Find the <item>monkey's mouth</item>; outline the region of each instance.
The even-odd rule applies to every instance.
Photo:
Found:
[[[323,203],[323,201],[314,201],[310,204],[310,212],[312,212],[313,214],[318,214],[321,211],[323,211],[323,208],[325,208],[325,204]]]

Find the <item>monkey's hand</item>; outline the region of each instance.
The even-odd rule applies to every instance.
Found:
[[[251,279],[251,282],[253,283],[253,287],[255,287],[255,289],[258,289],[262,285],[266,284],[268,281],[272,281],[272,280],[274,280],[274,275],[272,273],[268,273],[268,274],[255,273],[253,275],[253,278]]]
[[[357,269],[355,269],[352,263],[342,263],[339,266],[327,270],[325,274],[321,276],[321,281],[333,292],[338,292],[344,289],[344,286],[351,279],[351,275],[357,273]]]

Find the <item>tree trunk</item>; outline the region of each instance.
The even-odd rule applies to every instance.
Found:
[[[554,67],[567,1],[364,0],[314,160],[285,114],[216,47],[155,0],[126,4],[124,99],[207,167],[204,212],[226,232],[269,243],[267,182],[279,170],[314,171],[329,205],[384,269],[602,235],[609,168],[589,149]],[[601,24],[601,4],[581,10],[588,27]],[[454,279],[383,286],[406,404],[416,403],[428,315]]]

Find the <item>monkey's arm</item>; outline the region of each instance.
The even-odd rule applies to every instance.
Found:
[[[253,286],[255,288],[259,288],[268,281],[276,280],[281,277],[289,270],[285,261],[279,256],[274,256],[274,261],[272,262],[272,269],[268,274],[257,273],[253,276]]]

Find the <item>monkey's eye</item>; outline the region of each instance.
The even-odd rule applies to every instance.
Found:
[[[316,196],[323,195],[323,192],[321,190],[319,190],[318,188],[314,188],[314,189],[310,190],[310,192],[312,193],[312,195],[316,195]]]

——

◆ To do ◆
All of the lines above that carry the string "Find" need to be found and copied.

◆ Exercise output ◆
Find the <item>monkey's mouth</item>; outline the region of each instance.
Find the <item>monkey's hand</item>; outline the region of each instance.
Find the <item>tree trunk</item>; outline the region of each instance.
Find the <item>monkey's arm</item>; outline the region of each instance.
Find the <item>monkey's eye</item>; outline the region of each instance.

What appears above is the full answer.